Set exercise:
Print, verbatim, the stretch of entries from the line containing "For each instance of the black referee shorts, set" through the end of the entries, including both ends.

Information shown:
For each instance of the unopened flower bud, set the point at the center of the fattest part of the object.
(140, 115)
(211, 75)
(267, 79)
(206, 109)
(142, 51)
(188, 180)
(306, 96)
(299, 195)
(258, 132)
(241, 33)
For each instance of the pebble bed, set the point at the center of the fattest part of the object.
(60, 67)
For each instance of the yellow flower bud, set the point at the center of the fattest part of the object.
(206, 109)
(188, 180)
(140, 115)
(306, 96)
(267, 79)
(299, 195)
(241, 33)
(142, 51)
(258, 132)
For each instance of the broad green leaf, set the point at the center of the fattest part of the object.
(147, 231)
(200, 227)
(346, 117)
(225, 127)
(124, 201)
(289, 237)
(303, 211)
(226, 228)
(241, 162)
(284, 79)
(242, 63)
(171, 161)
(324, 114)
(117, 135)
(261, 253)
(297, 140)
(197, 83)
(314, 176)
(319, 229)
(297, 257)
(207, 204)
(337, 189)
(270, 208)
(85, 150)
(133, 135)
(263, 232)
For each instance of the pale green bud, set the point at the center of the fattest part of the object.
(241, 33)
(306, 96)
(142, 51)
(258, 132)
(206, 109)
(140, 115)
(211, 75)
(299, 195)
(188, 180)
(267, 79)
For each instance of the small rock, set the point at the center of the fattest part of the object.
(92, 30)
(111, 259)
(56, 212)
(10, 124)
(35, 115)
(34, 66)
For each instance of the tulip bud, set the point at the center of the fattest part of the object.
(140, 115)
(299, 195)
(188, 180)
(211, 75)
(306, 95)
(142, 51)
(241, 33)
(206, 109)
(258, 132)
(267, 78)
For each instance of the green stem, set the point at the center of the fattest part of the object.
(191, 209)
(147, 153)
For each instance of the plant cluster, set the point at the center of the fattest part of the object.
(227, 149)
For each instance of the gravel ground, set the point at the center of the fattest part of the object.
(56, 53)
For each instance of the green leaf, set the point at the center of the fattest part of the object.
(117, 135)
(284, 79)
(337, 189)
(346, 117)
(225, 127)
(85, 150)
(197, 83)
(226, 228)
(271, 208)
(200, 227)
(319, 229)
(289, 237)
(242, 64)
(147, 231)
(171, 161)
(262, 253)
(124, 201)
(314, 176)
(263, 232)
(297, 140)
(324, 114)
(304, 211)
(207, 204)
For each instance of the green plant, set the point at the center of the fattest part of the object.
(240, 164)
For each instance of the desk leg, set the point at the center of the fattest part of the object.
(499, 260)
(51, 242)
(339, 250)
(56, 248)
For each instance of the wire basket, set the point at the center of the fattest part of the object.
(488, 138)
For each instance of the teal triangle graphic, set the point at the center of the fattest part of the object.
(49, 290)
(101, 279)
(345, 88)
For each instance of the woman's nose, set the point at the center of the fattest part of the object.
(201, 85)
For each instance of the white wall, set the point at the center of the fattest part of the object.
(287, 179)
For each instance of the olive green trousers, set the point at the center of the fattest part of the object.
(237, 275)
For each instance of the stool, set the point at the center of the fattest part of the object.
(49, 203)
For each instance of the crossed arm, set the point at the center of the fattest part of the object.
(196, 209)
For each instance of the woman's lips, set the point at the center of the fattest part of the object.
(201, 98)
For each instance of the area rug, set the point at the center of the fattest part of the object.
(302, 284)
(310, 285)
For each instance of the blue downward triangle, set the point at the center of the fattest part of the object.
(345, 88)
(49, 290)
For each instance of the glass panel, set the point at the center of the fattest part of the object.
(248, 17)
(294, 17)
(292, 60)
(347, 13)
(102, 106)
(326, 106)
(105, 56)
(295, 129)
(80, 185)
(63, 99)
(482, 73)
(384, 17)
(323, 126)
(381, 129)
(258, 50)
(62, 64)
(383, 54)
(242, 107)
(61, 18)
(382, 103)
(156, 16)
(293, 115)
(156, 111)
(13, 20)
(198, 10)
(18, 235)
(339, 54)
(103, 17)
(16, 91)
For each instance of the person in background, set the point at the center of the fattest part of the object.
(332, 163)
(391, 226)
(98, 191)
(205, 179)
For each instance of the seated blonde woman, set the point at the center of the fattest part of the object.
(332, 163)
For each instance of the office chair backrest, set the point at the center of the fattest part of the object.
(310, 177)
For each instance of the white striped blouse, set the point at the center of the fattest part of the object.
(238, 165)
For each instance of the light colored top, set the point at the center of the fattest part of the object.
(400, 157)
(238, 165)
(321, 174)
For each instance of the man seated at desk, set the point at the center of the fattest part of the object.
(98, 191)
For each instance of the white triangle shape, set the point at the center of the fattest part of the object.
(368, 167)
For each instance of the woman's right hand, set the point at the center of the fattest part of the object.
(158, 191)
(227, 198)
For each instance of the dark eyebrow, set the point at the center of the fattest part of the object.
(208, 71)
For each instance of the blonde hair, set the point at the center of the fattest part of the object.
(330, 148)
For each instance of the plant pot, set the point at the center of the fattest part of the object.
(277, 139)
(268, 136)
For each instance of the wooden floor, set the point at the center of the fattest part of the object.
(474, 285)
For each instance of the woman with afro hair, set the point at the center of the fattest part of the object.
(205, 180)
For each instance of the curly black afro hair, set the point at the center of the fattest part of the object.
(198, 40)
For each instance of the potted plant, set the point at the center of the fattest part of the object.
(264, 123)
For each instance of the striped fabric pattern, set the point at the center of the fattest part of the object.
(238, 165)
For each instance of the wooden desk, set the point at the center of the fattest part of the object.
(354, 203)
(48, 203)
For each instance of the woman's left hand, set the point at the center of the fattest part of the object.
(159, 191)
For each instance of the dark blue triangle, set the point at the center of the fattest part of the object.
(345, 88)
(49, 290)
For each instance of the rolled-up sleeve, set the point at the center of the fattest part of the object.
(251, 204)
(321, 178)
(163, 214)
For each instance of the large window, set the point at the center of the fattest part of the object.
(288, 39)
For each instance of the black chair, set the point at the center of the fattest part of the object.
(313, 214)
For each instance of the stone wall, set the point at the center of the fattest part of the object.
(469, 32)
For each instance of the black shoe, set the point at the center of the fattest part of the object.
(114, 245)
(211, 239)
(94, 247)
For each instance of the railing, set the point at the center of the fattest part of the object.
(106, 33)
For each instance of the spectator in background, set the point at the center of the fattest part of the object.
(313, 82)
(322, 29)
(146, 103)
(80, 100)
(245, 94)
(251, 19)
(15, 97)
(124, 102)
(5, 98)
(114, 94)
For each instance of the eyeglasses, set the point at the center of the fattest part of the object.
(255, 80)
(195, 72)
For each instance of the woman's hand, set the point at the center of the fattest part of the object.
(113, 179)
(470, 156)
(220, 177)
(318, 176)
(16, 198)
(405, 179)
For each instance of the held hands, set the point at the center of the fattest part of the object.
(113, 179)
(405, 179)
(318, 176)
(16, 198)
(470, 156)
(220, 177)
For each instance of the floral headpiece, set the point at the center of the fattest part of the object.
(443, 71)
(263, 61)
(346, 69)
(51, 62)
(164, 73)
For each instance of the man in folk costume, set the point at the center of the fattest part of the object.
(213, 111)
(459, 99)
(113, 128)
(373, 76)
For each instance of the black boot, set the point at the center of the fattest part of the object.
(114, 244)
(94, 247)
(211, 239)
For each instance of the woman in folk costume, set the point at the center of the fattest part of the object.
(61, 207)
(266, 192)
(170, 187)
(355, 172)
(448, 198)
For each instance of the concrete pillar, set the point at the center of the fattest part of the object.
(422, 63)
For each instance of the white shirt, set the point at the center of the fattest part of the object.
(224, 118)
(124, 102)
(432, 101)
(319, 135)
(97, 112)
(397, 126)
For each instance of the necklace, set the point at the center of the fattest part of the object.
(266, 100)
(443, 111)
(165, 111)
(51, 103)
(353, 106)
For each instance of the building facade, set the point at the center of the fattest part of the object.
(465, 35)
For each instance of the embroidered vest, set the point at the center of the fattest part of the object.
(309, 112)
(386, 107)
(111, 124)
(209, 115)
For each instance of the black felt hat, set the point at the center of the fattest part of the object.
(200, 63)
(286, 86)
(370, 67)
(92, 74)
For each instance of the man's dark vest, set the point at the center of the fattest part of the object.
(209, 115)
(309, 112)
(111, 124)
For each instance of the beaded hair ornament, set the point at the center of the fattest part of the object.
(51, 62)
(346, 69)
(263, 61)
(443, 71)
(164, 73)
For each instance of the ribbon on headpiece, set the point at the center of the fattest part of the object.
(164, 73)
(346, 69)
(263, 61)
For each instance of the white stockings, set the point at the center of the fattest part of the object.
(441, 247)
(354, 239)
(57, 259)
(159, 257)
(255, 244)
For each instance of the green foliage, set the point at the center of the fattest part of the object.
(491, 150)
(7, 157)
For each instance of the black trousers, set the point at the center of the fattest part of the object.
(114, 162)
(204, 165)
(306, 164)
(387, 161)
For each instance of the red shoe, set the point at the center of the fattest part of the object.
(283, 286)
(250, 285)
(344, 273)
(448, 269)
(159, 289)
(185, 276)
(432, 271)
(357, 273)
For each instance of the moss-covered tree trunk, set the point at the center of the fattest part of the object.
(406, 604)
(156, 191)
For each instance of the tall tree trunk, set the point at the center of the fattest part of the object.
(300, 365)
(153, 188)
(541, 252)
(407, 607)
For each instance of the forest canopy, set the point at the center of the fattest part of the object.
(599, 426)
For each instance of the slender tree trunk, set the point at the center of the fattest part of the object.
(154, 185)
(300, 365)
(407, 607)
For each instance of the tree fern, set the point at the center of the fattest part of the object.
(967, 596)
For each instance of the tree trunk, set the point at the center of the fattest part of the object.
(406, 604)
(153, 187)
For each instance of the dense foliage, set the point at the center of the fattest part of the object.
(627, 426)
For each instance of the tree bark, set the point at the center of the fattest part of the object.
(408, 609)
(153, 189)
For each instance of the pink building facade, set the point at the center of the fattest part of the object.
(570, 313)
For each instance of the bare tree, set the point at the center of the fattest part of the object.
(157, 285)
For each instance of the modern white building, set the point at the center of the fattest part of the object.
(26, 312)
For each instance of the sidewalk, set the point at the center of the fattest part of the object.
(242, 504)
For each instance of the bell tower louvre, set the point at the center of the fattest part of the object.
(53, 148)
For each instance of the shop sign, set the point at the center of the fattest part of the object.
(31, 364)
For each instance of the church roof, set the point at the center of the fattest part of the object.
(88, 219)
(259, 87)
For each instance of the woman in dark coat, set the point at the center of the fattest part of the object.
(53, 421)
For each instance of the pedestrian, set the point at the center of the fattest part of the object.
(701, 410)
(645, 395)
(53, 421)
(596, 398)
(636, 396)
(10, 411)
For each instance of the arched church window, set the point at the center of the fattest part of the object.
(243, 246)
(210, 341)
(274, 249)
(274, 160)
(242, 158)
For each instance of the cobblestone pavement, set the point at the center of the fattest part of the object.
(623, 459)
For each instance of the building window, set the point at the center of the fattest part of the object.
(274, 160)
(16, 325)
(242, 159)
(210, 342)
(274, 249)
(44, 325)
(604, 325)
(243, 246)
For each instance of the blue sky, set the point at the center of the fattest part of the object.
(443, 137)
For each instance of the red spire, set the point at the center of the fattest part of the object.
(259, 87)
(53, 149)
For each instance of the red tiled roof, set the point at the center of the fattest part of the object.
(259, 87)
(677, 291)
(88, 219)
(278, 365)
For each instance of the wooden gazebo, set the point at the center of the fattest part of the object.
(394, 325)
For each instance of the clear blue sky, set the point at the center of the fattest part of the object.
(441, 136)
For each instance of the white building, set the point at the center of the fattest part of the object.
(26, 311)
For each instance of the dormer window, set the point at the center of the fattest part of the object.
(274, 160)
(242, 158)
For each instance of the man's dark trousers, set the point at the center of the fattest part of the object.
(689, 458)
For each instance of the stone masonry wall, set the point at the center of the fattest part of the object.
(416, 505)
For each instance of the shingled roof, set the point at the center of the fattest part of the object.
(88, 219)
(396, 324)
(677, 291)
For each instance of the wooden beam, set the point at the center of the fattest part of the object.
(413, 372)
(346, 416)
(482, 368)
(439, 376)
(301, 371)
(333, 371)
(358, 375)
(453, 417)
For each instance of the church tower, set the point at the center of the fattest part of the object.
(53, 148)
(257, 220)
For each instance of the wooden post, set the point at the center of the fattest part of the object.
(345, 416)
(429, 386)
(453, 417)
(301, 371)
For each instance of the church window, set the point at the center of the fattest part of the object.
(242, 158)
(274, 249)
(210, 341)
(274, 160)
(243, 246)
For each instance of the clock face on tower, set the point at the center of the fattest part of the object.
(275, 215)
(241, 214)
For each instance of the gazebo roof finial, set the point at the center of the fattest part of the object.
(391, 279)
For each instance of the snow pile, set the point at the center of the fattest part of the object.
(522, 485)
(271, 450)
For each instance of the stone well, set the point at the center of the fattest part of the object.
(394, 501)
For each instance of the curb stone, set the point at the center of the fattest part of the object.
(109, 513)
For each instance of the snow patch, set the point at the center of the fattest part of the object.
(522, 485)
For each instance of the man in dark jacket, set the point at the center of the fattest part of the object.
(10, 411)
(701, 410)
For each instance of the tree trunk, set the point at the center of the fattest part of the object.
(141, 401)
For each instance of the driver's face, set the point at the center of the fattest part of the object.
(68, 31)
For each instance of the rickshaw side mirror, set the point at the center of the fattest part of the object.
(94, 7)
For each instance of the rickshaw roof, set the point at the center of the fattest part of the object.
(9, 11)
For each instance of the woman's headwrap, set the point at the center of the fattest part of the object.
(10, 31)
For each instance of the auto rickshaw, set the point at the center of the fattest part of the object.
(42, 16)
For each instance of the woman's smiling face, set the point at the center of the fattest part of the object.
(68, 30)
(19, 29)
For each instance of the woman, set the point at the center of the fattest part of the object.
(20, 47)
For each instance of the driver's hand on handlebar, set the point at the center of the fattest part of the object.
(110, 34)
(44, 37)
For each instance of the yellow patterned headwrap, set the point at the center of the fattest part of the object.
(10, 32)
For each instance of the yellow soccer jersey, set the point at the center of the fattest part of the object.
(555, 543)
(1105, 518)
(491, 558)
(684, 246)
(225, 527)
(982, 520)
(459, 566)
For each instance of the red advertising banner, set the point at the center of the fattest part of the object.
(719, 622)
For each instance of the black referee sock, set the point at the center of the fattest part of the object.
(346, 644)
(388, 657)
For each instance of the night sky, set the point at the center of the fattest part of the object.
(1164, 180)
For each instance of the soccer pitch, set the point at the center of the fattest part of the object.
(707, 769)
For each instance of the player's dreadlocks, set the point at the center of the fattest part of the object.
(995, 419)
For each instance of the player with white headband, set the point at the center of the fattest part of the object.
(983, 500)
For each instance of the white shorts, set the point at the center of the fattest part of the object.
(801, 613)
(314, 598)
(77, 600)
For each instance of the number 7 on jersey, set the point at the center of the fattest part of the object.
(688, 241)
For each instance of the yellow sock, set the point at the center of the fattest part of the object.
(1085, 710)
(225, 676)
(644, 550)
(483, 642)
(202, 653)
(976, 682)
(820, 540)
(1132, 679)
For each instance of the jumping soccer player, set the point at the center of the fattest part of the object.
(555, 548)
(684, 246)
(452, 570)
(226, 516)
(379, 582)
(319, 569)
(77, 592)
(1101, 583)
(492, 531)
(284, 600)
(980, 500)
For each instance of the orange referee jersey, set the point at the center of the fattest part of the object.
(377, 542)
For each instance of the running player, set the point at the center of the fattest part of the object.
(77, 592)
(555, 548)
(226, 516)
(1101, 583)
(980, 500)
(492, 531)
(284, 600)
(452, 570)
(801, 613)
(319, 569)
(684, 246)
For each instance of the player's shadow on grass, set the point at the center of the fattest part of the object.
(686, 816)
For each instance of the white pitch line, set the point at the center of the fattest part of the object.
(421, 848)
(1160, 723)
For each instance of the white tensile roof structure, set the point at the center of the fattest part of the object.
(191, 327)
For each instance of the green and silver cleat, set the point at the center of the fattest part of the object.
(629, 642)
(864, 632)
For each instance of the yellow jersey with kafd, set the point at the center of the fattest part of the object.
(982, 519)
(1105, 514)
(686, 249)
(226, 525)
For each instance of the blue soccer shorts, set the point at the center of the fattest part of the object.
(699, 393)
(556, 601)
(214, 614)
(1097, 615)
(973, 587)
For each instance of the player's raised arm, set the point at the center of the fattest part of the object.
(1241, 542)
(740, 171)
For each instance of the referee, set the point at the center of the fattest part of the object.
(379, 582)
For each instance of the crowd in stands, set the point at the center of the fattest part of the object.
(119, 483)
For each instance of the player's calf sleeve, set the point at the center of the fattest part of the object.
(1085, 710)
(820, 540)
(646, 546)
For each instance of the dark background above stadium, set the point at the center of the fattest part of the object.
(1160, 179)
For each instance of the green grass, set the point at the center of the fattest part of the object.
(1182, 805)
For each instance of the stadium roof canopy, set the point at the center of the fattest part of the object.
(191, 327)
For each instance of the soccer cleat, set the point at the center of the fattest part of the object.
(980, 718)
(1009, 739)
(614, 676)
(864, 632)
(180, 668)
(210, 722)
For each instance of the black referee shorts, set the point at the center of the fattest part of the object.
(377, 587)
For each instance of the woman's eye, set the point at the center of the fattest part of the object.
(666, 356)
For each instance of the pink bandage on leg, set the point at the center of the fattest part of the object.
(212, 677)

Output of the exercise:
For each instance of the black referee shorts, set the point at the center of the fattest part of the object.
(377, 587)
For each instance of the woman's eye, set the point at the center of the fattest part of the object.
(666, 356)
For each instance of the pink bandage on leg, set the point at the center of the fattest part of the object.
(212, 677)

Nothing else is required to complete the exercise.